** Begin Page excerpt **

Ever wonder why a pizza made in your home oven doesn't taste as good as one made in a brick oven? You're not the only one. Some researchers think they've figured it out:

The fact that you need a vaulted brick oven to bake a great Italian-style pizza is well-known, but Glatz and Andrey Varlamov, also a pizza-eater and physicist at the Institute of Superconductors, Oxides and Other Innovative Materials and Devices in Rome, wanted to know why. The secret behind a pizzeria's magic, they concluded in a paper published on arXiv.org last month, is in some unique thermal properties of the brick oven.

They started off interviewing pizzaiolos, or pizza makers, in Rome who were masters of the Roman style of pizza. For this, the bake lasts 2 minutes at 626 degrees Fahrenheit. (Neapolitan pizzas usually bake at an even higher temperature — at least 700 degrees.) That turns out a "well-baked but still moist dough and well-cooked toppings," Glatz says. The same settings in a conventional steel oven produce far less ideal results. "You burn the dough before the surface of the pizza even reaches boiling, so this is not a product you will want to eat," he says.

** End Page excerpt **

Short task 1
Write out the pizza oven passage word for word, starting with "The fact that" and going on through "the brick oven.".
The pizza oven passage and the rows are unrelated to each other.

** Begin Data extract **

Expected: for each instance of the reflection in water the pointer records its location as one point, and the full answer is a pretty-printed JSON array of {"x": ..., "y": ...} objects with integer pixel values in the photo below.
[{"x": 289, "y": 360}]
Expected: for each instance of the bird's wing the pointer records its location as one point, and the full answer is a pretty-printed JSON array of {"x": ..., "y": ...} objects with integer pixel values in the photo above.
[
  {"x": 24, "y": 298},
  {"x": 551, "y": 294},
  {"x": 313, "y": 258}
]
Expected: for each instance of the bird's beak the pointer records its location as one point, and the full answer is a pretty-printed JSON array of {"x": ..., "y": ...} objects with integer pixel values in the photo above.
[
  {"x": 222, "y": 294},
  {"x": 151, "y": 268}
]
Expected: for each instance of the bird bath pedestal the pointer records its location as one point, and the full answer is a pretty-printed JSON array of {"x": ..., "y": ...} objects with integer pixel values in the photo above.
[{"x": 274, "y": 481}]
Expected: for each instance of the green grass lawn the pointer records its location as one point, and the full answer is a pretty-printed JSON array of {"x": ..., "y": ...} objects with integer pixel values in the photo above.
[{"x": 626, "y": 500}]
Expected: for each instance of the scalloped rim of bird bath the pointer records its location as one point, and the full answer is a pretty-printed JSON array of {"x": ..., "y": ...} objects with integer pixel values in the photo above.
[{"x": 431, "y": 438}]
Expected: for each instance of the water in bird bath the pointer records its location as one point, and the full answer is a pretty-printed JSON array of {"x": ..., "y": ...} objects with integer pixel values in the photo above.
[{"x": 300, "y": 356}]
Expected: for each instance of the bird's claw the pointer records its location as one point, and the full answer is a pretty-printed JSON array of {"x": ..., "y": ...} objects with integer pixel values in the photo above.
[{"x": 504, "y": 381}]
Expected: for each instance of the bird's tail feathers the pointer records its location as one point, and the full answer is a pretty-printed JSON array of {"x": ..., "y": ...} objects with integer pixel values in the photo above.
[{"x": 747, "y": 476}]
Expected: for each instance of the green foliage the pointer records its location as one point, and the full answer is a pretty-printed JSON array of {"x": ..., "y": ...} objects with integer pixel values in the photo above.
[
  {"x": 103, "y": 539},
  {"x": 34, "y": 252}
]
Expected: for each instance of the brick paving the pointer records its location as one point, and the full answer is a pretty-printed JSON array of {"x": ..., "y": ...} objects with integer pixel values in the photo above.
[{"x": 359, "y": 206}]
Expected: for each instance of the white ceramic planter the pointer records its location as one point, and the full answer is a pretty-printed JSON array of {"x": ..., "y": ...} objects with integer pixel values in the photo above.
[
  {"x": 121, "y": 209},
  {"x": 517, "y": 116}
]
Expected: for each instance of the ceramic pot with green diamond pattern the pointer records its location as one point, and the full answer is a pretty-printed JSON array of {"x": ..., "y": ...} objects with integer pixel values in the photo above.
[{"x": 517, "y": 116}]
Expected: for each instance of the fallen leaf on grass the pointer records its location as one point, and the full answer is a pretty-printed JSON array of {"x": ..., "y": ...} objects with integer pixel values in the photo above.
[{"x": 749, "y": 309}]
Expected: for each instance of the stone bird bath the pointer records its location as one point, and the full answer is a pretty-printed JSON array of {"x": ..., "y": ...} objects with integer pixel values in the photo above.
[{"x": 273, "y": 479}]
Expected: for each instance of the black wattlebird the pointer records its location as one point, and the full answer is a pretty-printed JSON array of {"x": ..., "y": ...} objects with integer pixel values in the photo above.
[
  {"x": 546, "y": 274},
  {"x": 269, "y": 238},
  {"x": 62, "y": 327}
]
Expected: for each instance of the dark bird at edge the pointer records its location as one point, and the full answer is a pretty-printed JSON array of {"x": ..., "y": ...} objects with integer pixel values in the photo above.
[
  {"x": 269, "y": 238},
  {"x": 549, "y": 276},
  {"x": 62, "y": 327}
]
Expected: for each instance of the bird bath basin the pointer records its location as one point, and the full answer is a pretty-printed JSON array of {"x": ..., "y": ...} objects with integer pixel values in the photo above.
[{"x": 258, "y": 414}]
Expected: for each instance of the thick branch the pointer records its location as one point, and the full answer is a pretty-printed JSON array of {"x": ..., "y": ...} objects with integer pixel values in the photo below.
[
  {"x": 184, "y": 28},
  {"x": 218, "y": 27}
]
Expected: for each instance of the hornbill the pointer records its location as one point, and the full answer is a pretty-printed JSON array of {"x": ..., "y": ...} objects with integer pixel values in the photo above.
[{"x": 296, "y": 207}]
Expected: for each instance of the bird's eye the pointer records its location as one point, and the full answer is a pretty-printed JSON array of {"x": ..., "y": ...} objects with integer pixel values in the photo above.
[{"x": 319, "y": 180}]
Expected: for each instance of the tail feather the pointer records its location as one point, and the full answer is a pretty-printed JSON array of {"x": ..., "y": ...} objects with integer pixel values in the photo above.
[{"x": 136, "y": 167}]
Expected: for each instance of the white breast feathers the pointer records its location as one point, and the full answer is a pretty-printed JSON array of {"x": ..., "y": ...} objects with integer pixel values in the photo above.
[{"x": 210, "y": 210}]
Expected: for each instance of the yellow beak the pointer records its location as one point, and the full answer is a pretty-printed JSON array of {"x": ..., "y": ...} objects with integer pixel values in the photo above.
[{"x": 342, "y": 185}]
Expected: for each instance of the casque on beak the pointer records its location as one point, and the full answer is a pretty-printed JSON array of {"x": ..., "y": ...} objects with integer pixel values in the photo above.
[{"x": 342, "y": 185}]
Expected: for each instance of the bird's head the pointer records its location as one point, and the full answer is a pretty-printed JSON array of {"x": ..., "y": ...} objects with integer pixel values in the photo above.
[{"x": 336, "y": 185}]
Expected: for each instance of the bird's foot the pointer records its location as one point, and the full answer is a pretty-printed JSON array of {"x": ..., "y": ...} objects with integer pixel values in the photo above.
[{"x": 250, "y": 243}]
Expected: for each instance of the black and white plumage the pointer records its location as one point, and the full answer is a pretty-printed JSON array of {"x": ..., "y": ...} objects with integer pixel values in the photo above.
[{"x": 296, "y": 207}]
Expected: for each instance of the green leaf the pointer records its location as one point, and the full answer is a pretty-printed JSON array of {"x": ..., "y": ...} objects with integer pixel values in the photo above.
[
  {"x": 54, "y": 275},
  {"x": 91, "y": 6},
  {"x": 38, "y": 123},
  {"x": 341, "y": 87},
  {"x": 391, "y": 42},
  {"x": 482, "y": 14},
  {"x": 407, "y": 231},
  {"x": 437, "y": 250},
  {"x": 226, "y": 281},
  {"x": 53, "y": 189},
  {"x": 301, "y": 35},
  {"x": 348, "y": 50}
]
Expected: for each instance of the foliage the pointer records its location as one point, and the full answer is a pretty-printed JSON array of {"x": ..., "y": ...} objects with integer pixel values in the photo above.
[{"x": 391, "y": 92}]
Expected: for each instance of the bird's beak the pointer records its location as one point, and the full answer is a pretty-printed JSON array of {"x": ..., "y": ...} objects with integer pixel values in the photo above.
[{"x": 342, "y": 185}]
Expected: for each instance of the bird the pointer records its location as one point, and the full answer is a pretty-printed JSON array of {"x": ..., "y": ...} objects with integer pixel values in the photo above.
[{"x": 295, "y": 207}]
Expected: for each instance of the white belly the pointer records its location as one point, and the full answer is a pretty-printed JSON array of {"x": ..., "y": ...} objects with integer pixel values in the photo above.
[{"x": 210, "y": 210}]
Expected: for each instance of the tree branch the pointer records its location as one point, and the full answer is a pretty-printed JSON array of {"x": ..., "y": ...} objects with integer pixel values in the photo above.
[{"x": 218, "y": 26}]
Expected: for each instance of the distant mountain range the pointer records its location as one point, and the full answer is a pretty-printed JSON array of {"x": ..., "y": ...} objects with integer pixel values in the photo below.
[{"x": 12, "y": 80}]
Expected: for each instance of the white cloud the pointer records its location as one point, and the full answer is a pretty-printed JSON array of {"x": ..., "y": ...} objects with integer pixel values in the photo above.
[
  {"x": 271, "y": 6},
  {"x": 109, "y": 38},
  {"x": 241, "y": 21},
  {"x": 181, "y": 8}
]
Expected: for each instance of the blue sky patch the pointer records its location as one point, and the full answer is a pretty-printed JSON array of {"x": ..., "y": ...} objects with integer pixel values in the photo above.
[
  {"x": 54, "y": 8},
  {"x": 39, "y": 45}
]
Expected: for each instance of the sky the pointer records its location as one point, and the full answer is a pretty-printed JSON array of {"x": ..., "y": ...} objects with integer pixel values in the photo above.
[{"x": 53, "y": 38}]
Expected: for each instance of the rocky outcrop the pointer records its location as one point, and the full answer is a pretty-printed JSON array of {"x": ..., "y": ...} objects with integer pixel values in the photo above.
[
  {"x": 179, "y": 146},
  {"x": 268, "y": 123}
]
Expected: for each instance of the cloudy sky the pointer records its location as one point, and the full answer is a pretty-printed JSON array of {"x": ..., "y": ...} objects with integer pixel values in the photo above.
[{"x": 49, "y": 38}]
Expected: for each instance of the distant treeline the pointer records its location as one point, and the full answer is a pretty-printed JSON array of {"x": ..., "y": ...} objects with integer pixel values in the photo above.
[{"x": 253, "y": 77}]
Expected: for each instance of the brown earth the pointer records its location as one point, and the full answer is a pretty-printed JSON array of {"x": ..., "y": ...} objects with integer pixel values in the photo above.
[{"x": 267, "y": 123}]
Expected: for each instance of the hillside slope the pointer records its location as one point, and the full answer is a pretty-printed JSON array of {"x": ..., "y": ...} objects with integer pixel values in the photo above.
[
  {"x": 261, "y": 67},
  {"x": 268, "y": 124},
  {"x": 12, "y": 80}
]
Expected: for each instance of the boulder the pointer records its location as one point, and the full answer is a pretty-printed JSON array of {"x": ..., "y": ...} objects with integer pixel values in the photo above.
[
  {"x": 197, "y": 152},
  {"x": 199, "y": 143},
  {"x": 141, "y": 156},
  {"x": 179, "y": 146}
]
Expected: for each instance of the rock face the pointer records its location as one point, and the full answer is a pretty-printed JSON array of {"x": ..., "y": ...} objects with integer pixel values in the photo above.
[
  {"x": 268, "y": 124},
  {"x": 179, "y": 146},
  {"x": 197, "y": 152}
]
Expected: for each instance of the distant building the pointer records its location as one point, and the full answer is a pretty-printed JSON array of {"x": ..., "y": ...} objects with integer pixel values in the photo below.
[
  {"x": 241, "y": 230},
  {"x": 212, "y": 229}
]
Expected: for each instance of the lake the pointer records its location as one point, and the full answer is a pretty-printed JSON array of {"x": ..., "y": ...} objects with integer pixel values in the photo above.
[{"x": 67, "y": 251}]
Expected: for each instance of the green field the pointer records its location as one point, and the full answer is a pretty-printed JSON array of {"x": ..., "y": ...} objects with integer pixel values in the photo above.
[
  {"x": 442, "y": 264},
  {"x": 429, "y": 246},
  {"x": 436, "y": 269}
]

** End Data extract **

Short task 2
Please give the rows again, requests included, starting with the line with "Expected: for each instance of the distant building" and going on through the end of the rows. Multiply every x and y coordinate in the answers by 1.9 and round each to a whole number, with halves rounding up.

Reply 1
The fact that you need a vaulted brick oven to bake a great Italian-style pizza is well-known, but Glatz and Andrey Varlamov, also a pizza-eater and physicist at the Institute of Superconductors, Oxides and Other Innovative Materials and Devices in Rome, wanted to know why. The secret behind a pizzeria's magic, they concluded in a paper published on arXiv.org last month, is in some unique thermal properties of the brick oven.

Reply 2
Expected: for each instance of the distant building the pointer records its location as one point, and the full answer is a pretty-printed JSON array of {"x": ..., "y": ...} objects with integer pixel values in the photo below.
[
  {"x": 458, "y": 437},
  {"x": 403, "y": 435}
]
Expected: for each instance of the lake the pointer records its location as one point, and the full answer is a pretty-printed JSON array of {"x": ..., "y": ...} objects with integer pixel values in the photo above.
[{"x": 127, "y": 477}]
Expected: for each instance of the green field the pointer records its location as one point, and the full answer is a pretty-printed JSON array of {"x": ..., "y": ...} objects with integer pixel values in the photo above.
[
  {"x": 840, "y": 502},
  {"x": 815, "y": 467},
  {"x": 828, "y": 511}
]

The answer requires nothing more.